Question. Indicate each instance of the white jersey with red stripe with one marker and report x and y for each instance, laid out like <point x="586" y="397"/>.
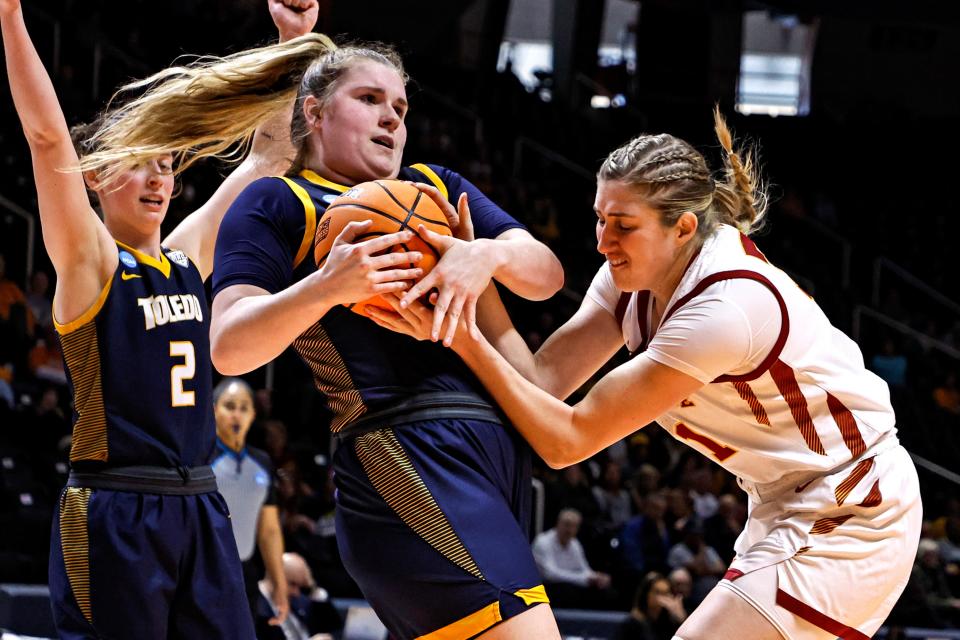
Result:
<point x="788" y="406"/>
<point x="785" y="393"/>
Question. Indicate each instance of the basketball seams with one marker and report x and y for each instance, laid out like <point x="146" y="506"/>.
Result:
<point x="383" y="207"/>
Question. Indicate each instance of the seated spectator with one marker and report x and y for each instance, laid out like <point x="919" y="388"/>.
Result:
<point x="722" y="529"/>
<point x="311" y="614"/>
<point x="657" y="612"/>
<point x="612" y="499"/>
<point x="701" y="560"/>
<point x="645" y="539"/>
<point x="567" y="577"/>
<point x="571" y="490"/>
<point x="681" y="583"/>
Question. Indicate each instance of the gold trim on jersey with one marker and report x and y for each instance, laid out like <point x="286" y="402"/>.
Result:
<point x="531" y="596"/>
<point x="81" y="354"/>
<point x="161" y="264"/>
<point x="86" y="316"/>
<point x="310" y="217"/>
<point x="75" y="545"/>
<point x="434" y="178"/>
<point x="323" y="182"/>
<point x="396" y="479"/>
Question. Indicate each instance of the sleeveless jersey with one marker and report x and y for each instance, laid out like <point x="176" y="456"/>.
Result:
<point x="266" y="240"/>
<point x="809" y="406"/>
<point x="139" y="367"/>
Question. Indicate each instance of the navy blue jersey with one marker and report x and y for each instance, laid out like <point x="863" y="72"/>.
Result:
<point x="138" y="362"/>
<point x="266" y="240"/>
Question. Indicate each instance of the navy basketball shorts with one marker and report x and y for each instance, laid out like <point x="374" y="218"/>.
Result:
<point x="432" y="522"/>
<point x="136" y="565"/>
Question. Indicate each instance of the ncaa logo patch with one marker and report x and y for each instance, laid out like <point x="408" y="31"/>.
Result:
<point x="323" y="229"/>
<point x="178" y="257"/>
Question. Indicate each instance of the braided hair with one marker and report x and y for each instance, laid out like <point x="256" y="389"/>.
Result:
<point x="673" y="177"/>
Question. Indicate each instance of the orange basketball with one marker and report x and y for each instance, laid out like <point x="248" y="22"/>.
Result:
<point x="392" y="206"/>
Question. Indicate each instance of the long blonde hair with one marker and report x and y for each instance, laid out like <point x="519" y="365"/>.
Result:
<point x="673" y="177"/>
<point x="209" y="108"/>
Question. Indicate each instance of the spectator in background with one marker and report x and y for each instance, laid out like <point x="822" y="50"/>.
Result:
<point x="572" y="490"/>
<point x="568" y="578"/>
<point x="645" y="539"/>
<point x="612" y="499"/>
<point x="38" y="300"/>
<point x="701" y="560"/>
<point x="946" y="395"/>
<point x="681" y="583"/>
<point x="645" y="480"/>
<point x="246" y="480"/>
<point x="890" y="364"/>
<point x="657" y="611"/>
<point x="720" y="531"/>
<point x="311" y="615"/>
<point x="46" y="360"/>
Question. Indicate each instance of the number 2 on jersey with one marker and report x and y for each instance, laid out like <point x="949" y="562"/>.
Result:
<point x="181" y="373"/>
<point x="720" y="451"/>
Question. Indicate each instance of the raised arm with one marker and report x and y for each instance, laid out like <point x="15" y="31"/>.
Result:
<point x="82" y="252"/>
<point x="270" y="152"/>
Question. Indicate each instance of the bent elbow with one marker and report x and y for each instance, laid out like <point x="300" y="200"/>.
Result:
<point x="225" y="358"/>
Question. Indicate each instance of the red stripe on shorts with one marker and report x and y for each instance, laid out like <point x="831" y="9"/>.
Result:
<point x="811" y="615"/>
<point x="732" y="574"/>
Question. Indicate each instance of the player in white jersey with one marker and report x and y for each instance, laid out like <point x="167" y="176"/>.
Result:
<point x="731" y="357"/>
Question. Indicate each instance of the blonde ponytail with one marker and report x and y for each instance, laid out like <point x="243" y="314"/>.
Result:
<point x="740" y="199"/>
<point x="209" y="108"/>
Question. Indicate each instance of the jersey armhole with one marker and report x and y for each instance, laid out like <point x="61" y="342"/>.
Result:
<point x="310" y="217"/>
<point x="433" y="177"/>
<point x="88" y="315"/>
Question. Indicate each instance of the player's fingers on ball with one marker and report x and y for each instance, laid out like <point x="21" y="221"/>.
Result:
<point x="387" y="287"/>
<point x="395" y="274"/>
<point x="439" y="313"/>
<point x="351" y="230"/>
<point x="387" y="240"/>
<point x="396" y="258"/>
<point x="419" y="289"/>
<point x="470" y="318"/>
<point x="453" y="320"/>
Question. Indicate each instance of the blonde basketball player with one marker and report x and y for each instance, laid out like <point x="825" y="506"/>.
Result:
<point x="736" y="361"/>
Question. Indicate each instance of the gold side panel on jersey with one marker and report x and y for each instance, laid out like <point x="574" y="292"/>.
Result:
<point x="469" y="626"/>
<point x="330" y="375"/>
<point x="310" y="218"/>
<point x="534" y="595"/>
<point x="395" y="478"/>
<point x="434" y="178"/>
<point x="81" y="353"/>
<point x="75" y="544"/>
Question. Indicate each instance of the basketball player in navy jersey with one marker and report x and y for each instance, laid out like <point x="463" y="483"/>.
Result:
<point x="142" y="545"/>
<point x="433" y="488"/>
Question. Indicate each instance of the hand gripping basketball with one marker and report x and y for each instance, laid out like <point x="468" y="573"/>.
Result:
<point x="379" y="220"/>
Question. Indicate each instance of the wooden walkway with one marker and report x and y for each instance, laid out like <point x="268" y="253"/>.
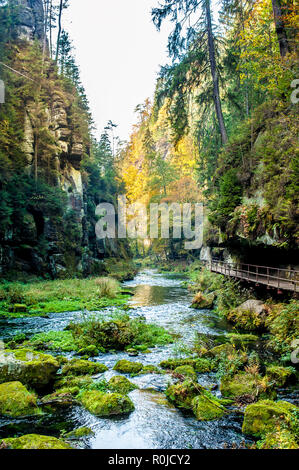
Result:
<point x="283" y="279"/>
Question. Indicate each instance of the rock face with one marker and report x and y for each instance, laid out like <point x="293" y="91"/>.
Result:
<point x="34" y="442"/>
<point x="57" y="237"/>
<point x="106" y="404"/>
<point x="31" y="19"/>
<point x="16" y="401"/>
<point x="265" y="416"/>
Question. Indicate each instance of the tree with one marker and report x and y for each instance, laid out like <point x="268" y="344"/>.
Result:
<point x="280" y="27"/>
<point x="62" y="6"/>
<point x="180" y="12"/>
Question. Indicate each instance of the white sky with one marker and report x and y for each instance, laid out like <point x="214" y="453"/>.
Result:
<point x="119" y="52"/>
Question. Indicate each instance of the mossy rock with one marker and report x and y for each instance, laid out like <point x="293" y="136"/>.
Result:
<point x="120" y="384"/>
<point x="79" y="433"/>
<point x="128" y="367"/>
<point x="250" y="316"/>
<point x="182" y="394"/>
<point x="186" y="371"/>
<point x="35" y="442"/>
<point x="150" y="369"/>
<point x="19" y="308"/>
<point x="207" y="408"/>
<point x="279" y="439"/>
<point x="222" y="350"/>
<point x="202" y="301"/>
<point x="16" y="400"/>
<point x="73" y="383"/>
<point x="264" y="416"/>
<point x="62" y="398"/>
<point x="81" y="367"/>
<point x="240" y="341"/>
<point x="279" y="375"/>
<point x="31" y="368"/>
<point x="243" y="384"/>
<point x="106" y="404"/>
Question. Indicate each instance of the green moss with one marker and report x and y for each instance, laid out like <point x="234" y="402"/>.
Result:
<point x="202" y="301"/>
<point x="128" y="367"/>
<point x="120" y="384"/>
<point x="247" y="320"/>
<point x="279" y="375"/>
<point x="70" y="382"/>
<point x="15" y="400"/>
<point x="79" y="433"/>
<point x="29" y="367"/>
<point x="186" y="371"/>
<point x="200" y="365"/>
<point x="206" y="407"/>
<point x="54" y="341"/>
<point x="264" y="416"/>
<point x="81" y="367"/>
<point x="223" y="349"/>
<point x="90" y="351"/>
<point x="182" y="394"/>
<point x="104" y="404"/>
<point x="35" y="442"/>
<point x="243" y="384"/>
<point x="66" y="295"/>
<point x="279" y="439"/>
<point x="150" y="369"/>
<point x="19" y="308"/>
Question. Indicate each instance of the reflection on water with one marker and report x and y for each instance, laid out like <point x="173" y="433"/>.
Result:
<point x="160" y="299"/>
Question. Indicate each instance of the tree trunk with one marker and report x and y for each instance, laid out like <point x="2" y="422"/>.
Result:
<point x="212" y="58"/>
<point x="280" y="28"/>
<point x="59" y="30"/>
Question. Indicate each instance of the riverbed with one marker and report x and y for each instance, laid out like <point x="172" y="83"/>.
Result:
<point x="162" y="299"/>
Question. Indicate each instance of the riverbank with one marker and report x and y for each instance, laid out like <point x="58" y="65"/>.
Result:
<point x="166" y="375"/>
<point x="40" y="297"/>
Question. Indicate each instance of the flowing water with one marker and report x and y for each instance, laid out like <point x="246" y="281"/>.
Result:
<point x="155" y="424"/>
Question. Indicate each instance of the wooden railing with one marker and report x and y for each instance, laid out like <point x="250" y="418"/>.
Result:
<point x="286" y="279"/>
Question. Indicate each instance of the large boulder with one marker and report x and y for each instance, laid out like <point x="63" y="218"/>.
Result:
<point x="31" y="368"/>
<point x="106" y="404"/>
<point x="183" y="394"/>
<point x="120" y="384"/>
<point x="128" y="367"/>
<point x="249" y="316"/>
<point x="80" y="367"/>
<point x="279" y="439"/>
<point x="206" y="407"/>
<point x="266" y="415"/>
<point x="34" y="442"/>
<point x="15" y="400"/>
<point x="279" y="375"/>
<point x="186" y="371"/>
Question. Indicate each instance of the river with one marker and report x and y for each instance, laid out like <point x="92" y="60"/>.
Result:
<point x="155" y="424"/>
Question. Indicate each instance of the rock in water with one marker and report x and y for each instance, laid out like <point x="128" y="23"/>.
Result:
<point x="29" y="367"/>
<point x="16" y="401"/>
<point x="34" y="442"/>
<point x="264" y="416"/>
<point x="106" y="404"/>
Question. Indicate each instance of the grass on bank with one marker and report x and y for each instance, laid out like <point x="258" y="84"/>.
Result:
<point x="59" y="296"/>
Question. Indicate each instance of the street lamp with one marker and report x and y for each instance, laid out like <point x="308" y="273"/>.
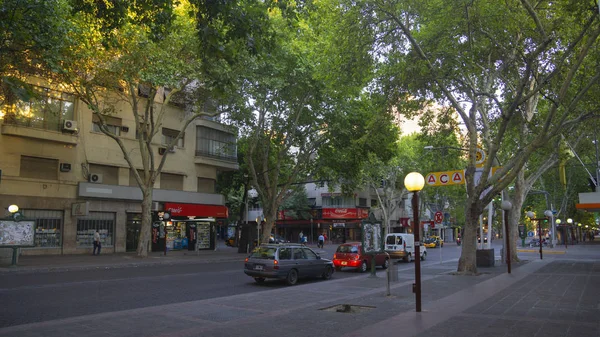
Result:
<point x="569" y="222"/>
<point x="550" y="215"/>
<point x="506" y="206"/>
<point x="414" y="182"/>
<point x="531" y="215"/>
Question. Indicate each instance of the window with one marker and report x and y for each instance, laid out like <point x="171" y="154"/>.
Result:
<point x="171" y="182"/>
<point x="132" y="181"/>
<point x="309" y="254"/>
<point x="103" y="222"/>
<point x="110" y="174"/>
<point x="39" y="168"/>
<point x="48" y="225"/>
<point x="339" y="201"/>
<point x="299" y="254"/>
<point x="47" y="110"/>
<point x="206" y="185"/>
<point x="285" y="253"/>
<point x="168" y="135"/>
<point x="113" y="124"/>
<point x="215" y="143"/>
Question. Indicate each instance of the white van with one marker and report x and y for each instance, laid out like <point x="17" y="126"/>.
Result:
<point x="402" y="246"/>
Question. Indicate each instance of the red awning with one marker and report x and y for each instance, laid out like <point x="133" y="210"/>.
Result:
<point x="199" y="210"/>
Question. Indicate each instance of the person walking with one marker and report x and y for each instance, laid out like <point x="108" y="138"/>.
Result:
<point x="97" y="244"/>
<point x="321" y="241"/>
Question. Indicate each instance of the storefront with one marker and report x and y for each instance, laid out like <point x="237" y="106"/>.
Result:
<point x="192" y="226"/>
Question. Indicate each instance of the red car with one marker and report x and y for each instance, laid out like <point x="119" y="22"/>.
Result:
<point x="352" y="255"/>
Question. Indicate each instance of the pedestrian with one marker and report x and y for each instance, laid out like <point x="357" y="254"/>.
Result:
<point x="97" y="244"/>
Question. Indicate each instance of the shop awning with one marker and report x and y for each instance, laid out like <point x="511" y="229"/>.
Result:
<point x="199" y="210"/>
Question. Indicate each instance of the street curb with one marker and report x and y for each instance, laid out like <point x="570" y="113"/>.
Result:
<point x="543" y="251"/>
<point x="53" y="269"/>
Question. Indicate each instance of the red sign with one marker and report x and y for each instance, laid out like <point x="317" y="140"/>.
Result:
<point x="198" y="210"/>
<point x="345" y="213"/>
<point x="438" y="217"/>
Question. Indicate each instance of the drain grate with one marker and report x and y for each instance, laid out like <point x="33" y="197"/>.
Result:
<point x="348" y="308"/>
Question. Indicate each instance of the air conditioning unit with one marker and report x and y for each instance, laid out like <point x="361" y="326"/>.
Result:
<point x="95" y="178"/>
<point x="69" y="125"/>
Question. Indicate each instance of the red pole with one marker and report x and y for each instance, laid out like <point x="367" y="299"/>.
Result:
<point x="540" y="236"/>
<point x="508" y="259"/>
<point x="417" y="230"/>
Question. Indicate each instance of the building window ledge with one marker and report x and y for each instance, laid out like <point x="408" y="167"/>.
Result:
<point x="27" y="132"/>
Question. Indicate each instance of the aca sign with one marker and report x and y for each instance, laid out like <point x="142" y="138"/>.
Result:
<point x="445" y="178"/>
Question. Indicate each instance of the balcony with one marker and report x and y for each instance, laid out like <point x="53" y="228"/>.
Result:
<point x="38" y="129"/>
<point x="221" y="160"/>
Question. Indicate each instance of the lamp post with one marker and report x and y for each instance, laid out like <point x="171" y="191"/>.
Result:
<point x="414" y="182"/>
<point x="550" y="215"/>
<point x="506" y="206"/>
<point x="569" y="223"/>
<point x="531" y="216"/>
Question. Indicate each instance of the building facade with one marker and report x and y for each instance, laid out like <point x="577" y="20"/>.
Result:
<point x="72" y="179"/>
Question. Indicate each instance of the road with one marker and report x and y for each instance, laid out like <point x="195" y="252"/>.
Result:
<point x="45" y="296"/>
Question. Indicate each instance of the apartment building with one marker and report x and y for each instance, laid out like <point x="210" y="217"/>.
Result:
<point x="72" y="179"/>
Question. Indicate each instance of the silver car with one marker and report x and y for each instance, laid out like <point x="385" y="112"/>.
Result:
<point x="288" y="261"/>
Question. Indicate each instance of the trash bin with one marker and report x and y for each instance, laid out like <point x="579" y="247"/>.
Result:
<point x="393" y="272"/>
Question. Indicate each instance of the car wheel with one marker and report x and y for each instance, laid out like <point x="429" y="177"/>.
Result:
<point x="328" y="272"/>
<point x="292" y="277"/>
<point x="363" y="267"/>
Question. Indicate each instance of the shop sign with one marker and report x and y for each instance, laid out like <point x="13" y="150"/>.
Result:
<point x="199" y="210"/>
<point x="345" y="213"/>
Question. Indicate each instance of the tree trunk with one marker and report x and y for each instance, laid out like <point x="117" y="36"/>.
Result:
<point x="517" y="201"/>
<point x="467" y="263"/>
<point x="142" y="250"/>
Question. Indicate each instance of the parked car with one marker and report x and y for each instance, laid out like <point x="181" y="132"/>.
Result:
<point x="352" y="255"/>
<point x="286" y="261"/>
<point x="433" y="242"/>
<point x="277" y="239"/>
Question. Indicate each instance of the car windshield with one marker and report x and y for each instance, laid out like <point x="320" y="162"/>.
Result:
<point x="347" y="249"/>
<point x="264" y="253"/>
<point x="393" y="240"/>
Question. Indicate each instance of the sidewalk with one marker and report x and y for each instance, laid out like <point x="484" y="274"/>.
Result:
<point x="549" y="297"/>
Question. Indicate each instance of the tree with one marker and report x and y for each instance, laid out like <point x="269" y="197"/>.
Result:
<point x="32" y="33"/>
<point x="146" y="55"/>
<point x="294" y="103"/>
<point x="487" y="60"/>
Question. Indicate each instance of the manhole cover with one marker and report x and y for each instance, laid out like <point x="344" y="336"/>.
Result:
<point x="348" y="308"/>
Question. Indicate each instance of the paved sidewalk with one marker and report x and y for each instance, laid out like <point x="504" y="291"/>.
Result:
<point x="550" y="297"/>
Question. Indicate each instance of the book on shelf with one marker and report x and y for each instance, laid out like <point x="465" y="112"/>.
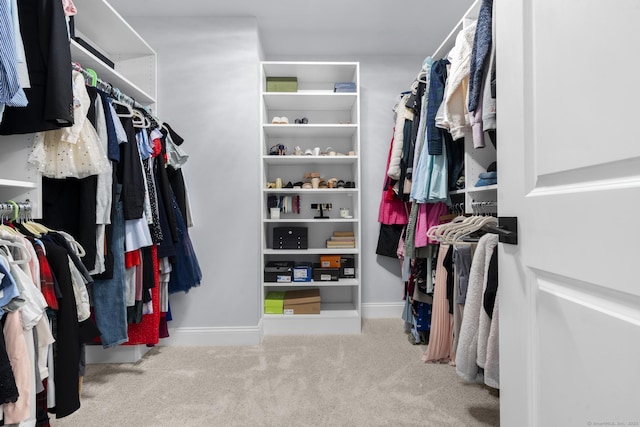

■ Your goal ■
Find the lines above that hold "street", then copy each of them.

■ Answer box ■
Question. Indicate each instance of the street lamp with one marker and report x and y for each instance, laid out like <point x="308" y="273"/>.
Question. Indicate each instance of the street curb with one marker and report x and y for each instance, laid out like <point x="570" y="113"/>.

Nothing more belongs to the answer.